Task description
Repeat all of the data below word for word, keeping no images.

Listed records
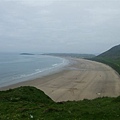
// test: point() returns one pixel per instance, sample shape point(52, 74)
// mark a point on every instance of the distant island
point(26, 54)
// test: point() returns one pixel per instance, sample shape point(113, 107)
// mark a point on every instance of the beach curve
point(84, 79)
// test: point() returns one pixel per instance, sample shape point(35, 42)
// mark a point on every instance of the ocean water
point(15, 68)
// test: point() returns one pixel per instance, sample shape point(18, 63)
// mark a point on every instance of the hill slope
point(113, 53)
point(111, 58)
point(26, 103)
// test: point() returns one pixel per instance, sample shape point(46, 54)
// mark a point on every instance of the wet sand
point(82, 80)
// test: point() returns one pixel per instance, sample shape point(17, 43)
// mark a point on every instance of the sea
point(15, 68)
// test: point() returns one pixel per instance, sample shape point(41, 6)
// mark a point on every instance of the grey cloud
point(86, 26)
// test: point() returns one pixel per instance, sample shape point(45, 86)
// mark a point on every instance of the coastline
point(83, 79)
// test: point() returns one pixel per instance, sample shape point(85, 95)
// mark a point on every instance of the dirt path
point(83, 80)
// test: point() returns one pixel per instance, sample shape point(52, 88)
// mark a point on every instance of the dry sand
point(82, 80)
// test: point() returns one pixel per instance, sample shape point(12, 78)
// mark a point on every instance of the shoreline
point(28, 82)
point(38, 73)
point(82, 79)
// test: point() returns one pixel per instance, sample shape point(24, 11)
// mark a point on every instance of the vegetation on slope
point(26, 103)
point(111, 58)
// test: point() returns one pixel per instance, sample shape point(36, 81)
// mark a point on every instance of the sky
point(59, 26)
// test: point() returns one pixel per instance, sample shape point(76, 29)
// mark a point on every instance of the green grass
point(26, 103)
point(112, 62)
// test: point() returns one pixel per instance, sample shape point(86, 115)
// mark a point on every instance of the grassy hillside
point(26, 103)
point(111, 58)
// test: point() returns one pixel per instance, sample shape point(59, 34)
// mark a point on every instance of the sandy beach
point(83, 79)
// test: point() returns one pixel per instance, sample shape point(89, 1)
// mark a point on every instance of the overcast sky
point(73, 26)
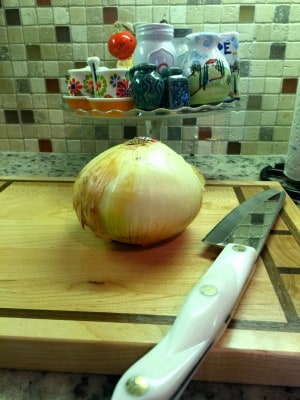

Answer to the exercise
// test: point() returns one pixel per instance, sample shape point(52, 74)
// mark a point on every instance of the distant island
point(26, 54)
// test: point() returns one pixel per instance, sample shape point(113, 107)
// mark a point on every instance of the beach curve
point(84, 79)
// test: point() returns one pixel per instance, sample shape point(35, 42)
// mark a point on every instance of the ocean water
point(15, 68)
// test: point() returns one pixel per instance, sample shape point(18, 63)
// mark a point on every instance of the hill slope
point(113, 53)
point(111, 58)
point(26, 103)
// test: point() returns one pixel per instance, sample shape point(46, 54)
// mark a point on every instance of the wet sand
point(82, 80)
// test: point() returns one pixel per instance, sample shape point(17, 43)
// mark a point on every instance of the sea
point(15, 68)
// test: point() returns one pixel per instance, sample shape point(41, 6)
// mark a point on every instance of the grey cloud
point(86, 26)
// test: point() returns one pixel per instance, sample shape point(45, 86)
// mark a point on every instance of the coastline
point(83, 79)
// test: point() returns one pixel per instance, sample shape point(85, 95)
// mark a point on every instance of the dirt path
point(83, 80)
// test: point() returns one pixel per instance, sample shape point(52, 88)
// mark a point on every instance of the dry sand
point(82, 80)
// test: point() returns one pixel per instance, sample shape point(12, 78)
// mark a point on every instance of the shoreline
point(28, 82)
point(38, 73)
point(82, 79)
// test: point() returns one pixel per instance, sample shape point(24, 11)
// mark a point on every instance of the vegetation on slope
point(26, 103)
point(111, 58)
// test: point() returns one pixel per instance, sample shape point(36, 81)
// mark a point on every instance of the sky
point(59, 26)
// test: point() returns one pixel per instance, sample shape point(76, 29)
// mark a point on every instance of the green grass
point(26, 103)
point(112, 62)
// test: point() returns one pixel per instance, sample shape point(86, 115)
// mark a point on every instance of the grassy hillside
point(26, 103)
point(111, 58)
// test: point() returns one pixel per instance, sample shape point(59, 34)
// mark a point on every instance of the sandy beach
point(83, 79)
// test: point() returns one pixel per instance, sample shape point(89, 1)
// mark a point on every instance of the overcast sky
point(73, 26)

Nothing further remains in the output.